[Gegebener Text]
------------------------------------

Costa Ricas Schätze- Traumstrände
Gott lässt alles nur so lange wachsen, bis es perfekt ist. Manches ist schneller fertig, Costa Rica zum Beispiel. Bei der Erschaffung dieses Landes scheint Gott einen extrem kreativen Tag gehabt zu haben. Das kleine Land ist so proppevoll mit Wundern und Abwechslung, so vielseitig, dass auch mühelos ein 15 Mal so großes Land mit ihnen gefüllt als „artenreich“ betitelt worden wäre. Allein 20 Mikroklimazonen gibt es in diesem Ländchen, das kaum größer ist als Bayern. Nirgendwo auf der Welt existiert eine ähnliche geologische Vielfalt auf so kleinem Raum. Die zentralen Kordillieren, die Cordilleras, bilden eine von Nordwest nach Südwest verlaufende Grenze, welche die niederschlagreiche Karibikküste und die wechselfeuchte Pazifikküste voneinander trennt. Die beiden Küsten und die Bergregionen weisen eine Vielzahl verschiedener Mikroklimata auf, die ein Grund für die Fülle verschiedener Ökosysteme des Landes sind. Mangrovensümpfe, Nebelwälder, Regen -und Trockenwälder, viele erloschene, eine Handvoll aktiver Vulkane, Gebirgshochland, Traumstrände, Seen- die Landschaftsformen sind so vielseitig, das Klima so wechselhaft, dass man sich nicht selten mehrmals an einem Tag umziehen muss.
Wieder im Schulalltag und Wochenrhythmus gefangen, haben wir nur die Wochenenden und Ferienzeiten, um unser Zuhause auf Zeit zu entdecken. Ein Glück, dass wir hier keine kanadischen Weiten vorfinden, dass wir uns Costa Rica in kleine Häppchen einteilen können, sechs Monate Zeit haben, diese zu genießen.

------------------------------------

[Aufgabe 1] Nenne alle Landschaftsformen, die der Text über Costa Rica vor dem Gedankenstrich aufzählt.

[Gegebene Auflistung]
------------------------------------

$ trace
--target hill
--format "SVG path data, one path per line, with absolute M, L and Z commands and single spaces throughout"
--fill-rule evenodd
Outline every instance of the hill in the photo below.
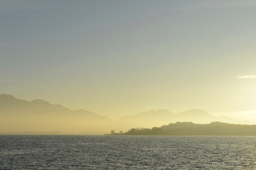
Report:
M 41 99 L 28 101 L 0 95 L 0 133 L 102 134 L 111 123 L 109 118 L 87 110 L 71 110 Z
M 256 125 L 238 125 L 221 122 L 196 124 L 191 122 L 177 122 L 160 127 L 132 128 L 125 133 L 114 135 L 181 135 L 181 136 L 256 136 Z
M 120 127 L 125 125 L 127 127 L 127 129 L 134 127 L 149 128 L 177 121 L 189 121 L 196 123 L 209 123 L 213 121 L 230 123 L 251 123 L 248 121 L 234 120 L 228 117 L 215 117 L 202 110 L 192 109 L 173 113 L 168 110 L 159 109 L 122 117 L 118 121 L 116 129 L 119 130 Z

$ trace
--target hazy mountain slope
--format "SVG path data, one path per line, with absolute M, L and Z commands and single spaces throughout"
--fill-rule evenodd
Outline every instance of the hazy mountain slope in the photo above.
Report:
M 221 122 L 198 124 L 191 122 L 169 123 L 159 127 L 132 128 L 119 135 L 232 135 L 255 136 L 256 125 L 237 125 Z
M 193 109 L 182 112 L 173 113 L 167 110 L 151 110 L 134 115 L 122 117 L 118 121 L 115 129 L 120 127 L 152 127 L 177 121 L 191 121 L 196 123 L 209 123 L 213 121 L 222 121 L 231 123 L 250 123 L 242 120 L 234 120 L 227 117 L 214 117 L 209 112 Z
M 72 111 L 40 99 L 28 101 L 0 95 L 0 132 L 102 134 L 110 130 L 111 123 L 109 118 L 85 110 Z

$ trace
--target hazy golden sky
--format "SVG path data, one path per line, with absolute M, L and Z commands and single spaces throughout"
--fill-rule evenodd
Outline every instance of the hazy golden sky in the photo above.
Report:
M 255 117 L 255 18 L 246 0 L 1 1 L 0 93 Z

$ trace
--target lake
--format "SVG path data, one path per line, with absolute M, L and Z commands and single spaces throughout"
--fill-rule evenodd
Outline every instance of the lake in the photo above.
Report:
M 256 169 L 256 137 L 1 135 L 10 169 Z

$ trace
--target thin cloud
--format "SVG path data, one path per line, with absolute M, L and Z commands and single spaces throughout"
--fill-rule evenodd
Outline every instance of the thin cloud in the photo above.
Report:
M 238 75 L 235 77 L 237 79 L 256 79 L 256 75 Z

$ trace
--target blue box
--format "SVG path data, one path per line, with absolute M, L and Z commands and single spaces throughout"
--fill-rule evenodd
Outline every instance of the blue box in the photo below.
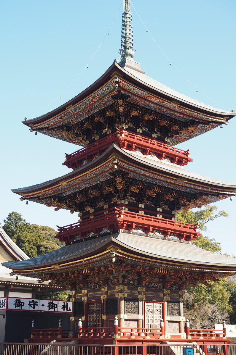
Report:
M 183 355 L 193 355 L 192 348 L 183 348 Z

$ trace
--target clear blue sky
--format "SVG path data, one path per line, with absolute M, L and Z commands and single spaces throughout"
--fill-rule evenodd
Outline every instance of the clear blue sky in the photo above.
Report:
M 206 103 L 236 110 L 235 0 L 133 3 L 148 31 L 131 5 L 134 59 L 147 74 Z M 0 2 L 2 223 L 12 211 L 30 223 L 54 228 L 77 222 L 76 214 L 56 212 L 33 202 L 26 206 L 11 192 L 67 173 L 68 169 L 62 165 L 64 152 L 78 149 L 43 135 L 35 136 L 21 121 L 67 101 L 119 58 L 122 4 L 122 0 Z M 187 168 L 236 181 L 236 128 L 233 119 L 222 129 L 179 145 L 190 148 L 194 162 Z M 207 235 L 220 242 L 224 252 L 236 254 L 236 197 L 217 206 L 229 217 L 209 223 Z

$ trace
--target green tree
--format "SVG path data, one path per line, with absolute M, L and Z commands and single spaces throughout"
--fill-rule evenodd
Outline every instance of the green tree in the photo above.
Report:
M 179 212 L 177 218 L 181 222 L 197 223 L 199 229 L 204 231 L 207 230 L 208 222 L 227 217 L 224 211 L 217 211 L 216 206 L 208 205 L 195 212 Z M 202 234 L 192 243 L 209 251 L 218 253 L 221 252 L 220 243 Z M 229 320 L 229 313 L 232 312 L 230 300 L 234 289 L 234 283 L 225 278 L 217 282 L 209 281 L 207 285 L 198 283 L 195 288 L 189 287 L 184 297 L 184 307 L 185 315 L 192 320 L 193 327 L 214 327 L 215 323 Z
M 47 292 L 38 293 L 36 298 L 43 300 L 59 300 L 61 301 L 69 301 L 70 293 L 67 290 L 59 291 L 58 292 Z
M 3 229 L 15 243 L 16 242 L 17 236 L 23 232 L 31 231 L 30 223 L 26 222 L 22 215 L 17 212 L 10 212 L 6 219 L 3 220 L 4 222 Z
M 219 217 L 228 217 L 228 214 L 225 211 L 219 211 L 217 213 L 216 213 L 217 210 L 218 208 L 215 205 L 207 204 L 204 208 L 195 212 L 192 210 L 179 212 L 177 217 L 178 220 L 181 222 L 193 224 L 198 223 L 199 229 L 204 231 L 207 230 L 206 224 L 208 222 L 213 221 Z
M 38 255 L 53 251 L 60 248 L 63 244 L 55 238 L 57 232 L 55 229 L 46 225 L 32 224 L 31 228 L 34 233 L 38 234 L 42 237 L 43 241 L 37 249 Z
M 47 226 L 30 224 L 17 212 L 9 213 L 3 229 L 19 248 L 30 258 L 56 250 L 63 245 L 55 238 L 57 232 Z

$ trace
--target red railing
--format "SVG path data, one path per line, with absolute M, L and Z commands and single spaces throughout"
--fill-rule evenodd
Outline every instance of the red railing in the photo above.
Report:
M 35 339 L 57 339 L 62 337 L 62 328 L 61 327 L 58 328 L 37 329 L 32 328 L 31 338 Z
M 80 328 L 78 330 L 78 338 L 110 338 L 114 335 L 114 330 L 110 327 L 98 328 Z
M 189 150 L 183 151 L 175 148 L 165 143 L 154 139 L 140 136 L 140 135 L 118 130 L 119 139 L 122 147 L 132 151 L 136 148 L 143 149 L 145 154 L 154 153 L 160 159 L 166 157 L 170 158 L 172 163 L 179 165 L 185 165 L 193 159 L 189 157 Z
M 78 340 L 78 339 L 77 339 Z M 71 341 L 68 339 L 67 341 Z M 183 343 L 183 340 L 182 339 Z M 193 344 L 190 342 L 186 344 L 178 345 L 171 343 L 166 344 L 160 344 L 156 342 L 154 344 L 148 343 L 145 344 L 132 344 L 129 342 L 129 344 L 111 345 L 103 344 L 94 345 L 91 344 L 69 344 L 55 343 L 48 344 L 46 343 L 35 343 L 28 344 L 21 343 L 0 343 L 0 354 L 1 355 L 36 355 L 43 354 L 44 355 L 51 355 L 52 354 L 64 354 L 65 355 L 151 355 L 154 354 L 162 354 L 162 355 L 169 355 L 170 354 L 182 354 L 184 349 L 185 353 L 186 348 L 192 349 L 192 354 L 205 354 L 205 355 L 235 355 L 236 353 L 236 344 L 215 343 L 214 345 L 205 345 L 199 342 L 198 344 Z M 208 343 L 211 344 L 210 343 Z
M 91 162 L 94 156 L 100 154 L 109 148 L 112 142 L 119 144 L 118 135 L 116 132 L 107 137 L 91 143 L 86 147 L 81 148 L 71 154 L 65 154 L 65 160 L 62 165 L 75 169 L 81 166 L 84 160 L 87 163 Z
M 224 336 L 222 329 L 190 329 L 189 335 L 191 338 L 213 338 L 215 337 L 222 337 Z
M 161 328 L 118 328 L 118 334 L 121 337 L 128 339 L 142 338 L 159 339 L 162 335 Z
M 164 236 L 167 237 L 171 233 L 175 233 L 180 239 L 190 240 L 195 239 L 200 235 L 198 231 L 198 224 L 191 224 L 184 222 L 173 221 L 166 218 L 159 218 L 152 216 L 136 213 L 128 211 L 118 210 L 120 218 L 120 228 L 132 230 L 135 227 L 143 227 L 143 231 L 151 233 L 153 229 L 160 230 Z
M 154 139 L 117 129 L 117 132 L 99 139 L 86 147 L 82 148 L 71 154 L 65 153 L 65 160 L 63 165 L 75 169 L 85 163 L 91 161 L 95 156 L 99 155 L 114 142 L 121 148 L 130 151 L 139 148 L 145 154 L 154 154 L 159 159 L 169 158 L 172 163 L 178 165 L 186 165 L 193 159 L 189 157 L 189 149 L 184 151 L 175 148 Z
M 67 244 L 73 241 L 77 236 L 84 239 L 90 232 L 98 235 L 105 228 L 112 232 L 122 229 L 132 230 L 137 226 L 147 234 L 156 230 L 159 231 L 166 237 L 175 233 L 179 239 L 187 240 L 195 239 L 200 235 L 198 231 L 197 224 L 148 216 L 116 208 L 115 209 L 113 212 L 82 220 L 77 223 L 63 227 L 57 226 L 58 233 L 56 237 Z

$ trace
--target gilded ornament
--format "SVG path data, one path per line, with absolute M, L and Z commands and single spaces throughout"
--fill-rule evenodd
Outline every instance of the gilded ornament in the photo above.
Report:
M 152 117 L 150 115 L 145 114 L 143 115 L 143 119 L 145 121 L 149 121 L 152 119 Z
M 107 111 L 106 113 L 106 116 L 114 116 L 115 115 L 116 113 L 114 110 L 111 110 Z

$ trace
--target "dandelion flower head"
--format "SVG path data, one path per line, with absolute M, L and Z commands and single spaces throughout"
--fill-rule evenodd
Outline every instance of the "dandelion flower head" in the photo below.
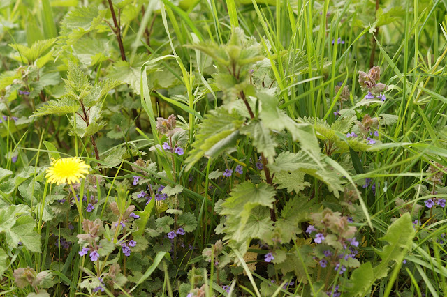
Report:
M 84 174 L 88 174 L 90 166 L 87 165 L 78 158 L 64 158 L 54 160 L 52 158 L 51 167 L 47 170 L 48 182 L 56 183 L 80 183 L 80 178 L 85 178 Z

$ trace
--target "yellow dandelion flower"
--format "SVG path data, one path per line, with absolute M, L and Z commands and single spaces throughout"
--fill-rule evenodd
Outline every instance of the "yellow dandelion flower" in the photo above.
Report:
M 51 158 L 51 167 L 47 170 L 45 178 L 48 178 L 48 183 L 69 184 L 80 183 L 80 178 L 85 178 L 83 174 L 88 174 L 90 166 L 82 160 L 74 158 L 64 158 L 57 160 Z

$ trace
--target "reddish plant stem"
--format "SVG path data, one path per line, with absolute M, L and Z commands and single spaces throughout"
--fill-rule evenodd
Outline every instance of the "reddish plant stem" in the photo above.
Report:
M 245 94 L 244 93 L 244 91 L 241 91 L 241 92 L 240 93 L 240 95 L 241 99 L 242 99 L 242 100 L 244 101 L 244 103 L 245 104 L 245 106 L 247 107 L 247 110 L 249 111 L 249 114 L 250 114 L 250 118 L 251 119 L 254 119 L 254 114 L 251 110 L 251 107 L 250 107 L 250 105 L 247 100 L 247 98 L 245 97 Z M 265 181 L 267 181 L 267 183 L 272 185 L 272 184 L 273 183 L 273 178 L 272 178 L 270 171 L 267 167 L 267 164 L 268 164 L 267 159 L 265 159 L 265 157 L 264 157 L 264 154 L 262 153 L 261 153 L 261 160 L 263 163 L 263 169 L 264 169 L 264 173 L 265 174 Z M 270 218 L 273 222 L 276 222 L 277 220 L 277 215 L 274 211 L 274 204 L 273 204 L 273 208 L 270 209 Z

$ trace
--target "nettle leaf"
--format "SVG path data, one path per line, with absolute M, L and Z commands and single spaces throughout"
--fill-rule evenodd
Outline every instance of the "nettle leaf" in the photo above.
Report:
M 275 195 L 274 188 L 265 183 L 255 185 L 245 181 L 237 185 L 231 190 L 230 196 L 216 208 L 221 215 L 227 216 L 224 229 L 228 234 L 226 238 L 235 241 L 237 245 L 243 244 L 246 250 L 250 238 L 259 238 L 261 234 L 270 230 L 272 222 L 267 208 L 273 207 Z M 268 214 L 265 221 L 264 211 Z M 256 222 L 257 220 L 259 222 Z M 267 225 L 261 231 L 257 229 L 259 224 Z
M 273 183 L 278 184 L 278 189 L 287 189 L 288 193 L 292 191 L 298 193 L 303 190 L 305 187 L 310 186 L 310 183 L 305 181 L 305 172 L 300 170 L 277 173 L 273 177 Z
M 119 60 L 112 65 L 112 68 L 107 75 L 107 77 L 117 80 L 122 83 L 129 84 L 137 95 L 140 95 L 141 85 L 141 66 L 146 61 L 147 57 L 140 54 L 135 56 L 131 62 Z M 154 63 L 146 67 L 147 72 L 156 72 L 159 68 Z
M 41 105 L 36 112 L 31 116 L 42 116 L 49 114 L 74 114 L 79 109 L 79 104 L 69 99 L 66 97 L 63 97 L 60 99 L 55 100 L 48 101 L 43 105 Z
M 61 22 L 59 45 L 61 50 L 74 45 L 85 34 L 94 31 L 110 31 L 103 22 L 107 9 L 99 10 L 96 6 L 78 6 L 68 12 Z
M 371 287 L 376 280 L 388 275 L 388 266 L 393 262 L 400 264 L 405 254 L 411 248 L 416 231 L 409 213 L 396 220 L 388 227 L 381 240 L 390 244 L 385 245 L 382 250 L 376 249 L 376 252 L 381 258 L 380 264 L 372 268 L 370 262 L 364 263 L 353 273 L 349 288 L 350 296 L 364 296 L 368 295 Z
M 240 129 L 240 132 L 249 136 L 258 151 L 262 153 L 269 162 L 273 162 L 273 158 L 277 154 L 274 148 L 278 144 L 270 135 L 270 129 L 264 126 L 263 122 L 251 121 Z
M 273 163 L 268 166 L 272 172 L 281 173 L 281 172 L 292 172 L 297 170 L 311 175 L 328 185 L 329 190 L 334 195 L 339 197 L 339 192 L 344 190 L 343 185 L 345 181 L 342 180 L 342 175 L 333 168 L 325 165 L 323 158 L 328 158 L 324 155 L 320 155 L 320 160 L 316 162 L 315 158 L 311 157 L 302 151 L 297 153 L 283 152 L 274 160 Z
M 24 63 L 31 64 L 51 47 L 56 40 L 57 38 L 37 40 L 33 43 L 31 47 L 18 43 L 10 44 L 9 46 L 19 53 L 17 56 L 14 56 L 14 59 L 19 61 L 21 61 L 22 59 L 23 59 L 24 60 L 23 61 Z
M 239 128 L 244 123 L 244 118 L 223 107 L 210 111 L 200 125 L 196 135 L 194 148 L 186 160 L 186 170 L 203 156 L 214 157 L 224 151 L 233 148 L 239 136 Z
M 0 210 L 0 233 L 6 236 L 8 246 L 17 247 L 21 241 L 30 252 L 41 252 L 41 236 L 34 231 L 36 220 L 20 209 L 10 206 Z

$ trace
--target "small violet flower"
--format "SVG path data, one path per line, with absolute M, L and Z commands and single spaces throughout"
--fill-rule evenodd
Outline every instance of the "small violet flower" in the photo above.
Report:
M 177 237 L 177 234 L 173 231 L 171 231 L 168 234 L 168 238 L 169 239 L 174 239 L 175 237 Z
M 230 177 L 233 174 L 233 169 L 226 169 L 224 172 L 224 176 Z
M 269 252 L 265 254 L 265 256 L 264 256 L 264 261 L 265 261 L 266 262 L 270 262 L 272 260 L 274 260 L 274 257 L 271 252 Z
M 242 168 L 241 165 L 237 165 L 236 166 L 236 169 L 235 169 L 235 171 L 239 174 L 242 174 L 242 172 L 244 172 L 244 168 Z
M 184 151 L 183 151 L 183 148 L 177 147 L 174 150 L 174 153 L 177 153 L 178 155 L 182 155 L 184 153 Z
M 184 230 L 183 229 L 183 228 L 179 228 L 177 229 L 177 231 L 175 231 L 176 234 L 180 234 L 180 235 L 184 235 L 185 232 Z
M 85 256 L 85 255 L 88 254 L 89 250 L 90 250 L 90 249 L 88 248 L 88 247 L 82 247 L 81 249 L 81 250 L 79 251 L 79 255 L 80 256 Z
M 140 179 L 141 179 L 141 176 L 133 176 L 133 183 L 132 183 L 132 185 L 137 185 L 137 183 Z
M 89 203 L 85 208 L 87 213 L 91 213 L 94 209 L 95 209 L 95 207 L 91 203 Z
M 433 207 L 433 206 L 434 206 L 434 202 L 431 199 L 425 200 L 424 203 L 425 204 L 425 206 L 428 207 L 429 208 L 431 208 L 432 207 Z
M 163 145 L 161 146 L 161 147 L 163 148 L 163 149 L 164 150 L 168 150 L 170 149 L 170 146 L 169 145 L 169 144 L 168 142 L 163 142 Z
M 90 252 L 90 260 L 91 261 L 97 261 L 99 259 L 99 254 L 96 250 L 93 252 Z
M 324 235 L 323 235 L 322 233 L 317 233 L 315 235 L 315 239 L 314 239 L 314 241 L 316 243 L 321 243 L 323 241 L 324 241 Z

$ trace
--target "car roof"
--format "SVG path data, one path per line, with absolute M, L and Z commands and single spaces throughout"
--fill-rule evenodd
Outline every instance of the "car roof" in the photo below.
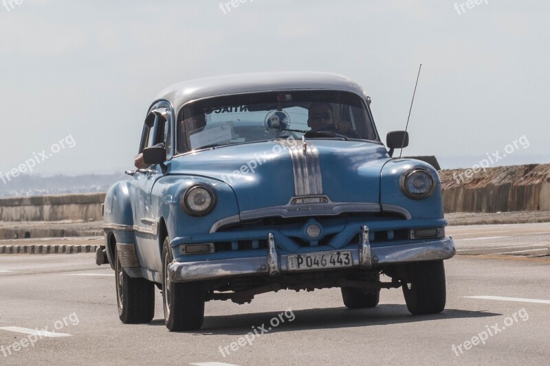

------------------------------------

[Aufgabe 2] Gib bitte die Auflistung vom Anfang bis einschließlich der Zeile mit „M 120 127 L“ als CSV mit den zwei Spalten anfrage und antwort wieder. Schreib pro Anfrage eine Zeile, setz jedes Feld in Anführungszeichen, ersetze Zeilenumbrüche durch Leerzeichen und lass die Bilder weg.

[Musterlösung 1] Mangrovensümpfe, Nebelwälder, Regen- und Trockenwälder, Vulkane (viele erloschene, eine Handvoll aktiver), Gebirgshochland, Traumstrände, Seen

[Musterlösung 2]
anfrage,antwort
"$ trace --target hill --format ""SVG path data, one path per line, with absolute M, L and Z commands and single spaces throughout"" --fill-rule evenodd Outline every instance of the hill in the photo below. Report:","M 41 99 L 28 101 L 0 95 L 0 133 L 102 134 L 111 123 L 109 118 L 87 110 L 71 110 Z M 256 125 L 238 125 L 221 122 L 196 124 L 191 122 L 177 122 L 160 127 L 132 128 L 125 133 L 114 135 L 181 135 L 181 136 L 256 136 Z M 120 127 L 125 125 L 127 127 L 127 129 L 134 127 L 149 128 L 177 121 L 189 121 L 196 123 L 209 123 L 213 121 L 230 123 L 251 123 L 248 121 L 234 120 L 228 117 L 215 117 L 202 110 L 192 109 L 173 113 L 168 110 L 159 109 L 122 117 L 118 121 L 116 129 L 119 130 Z"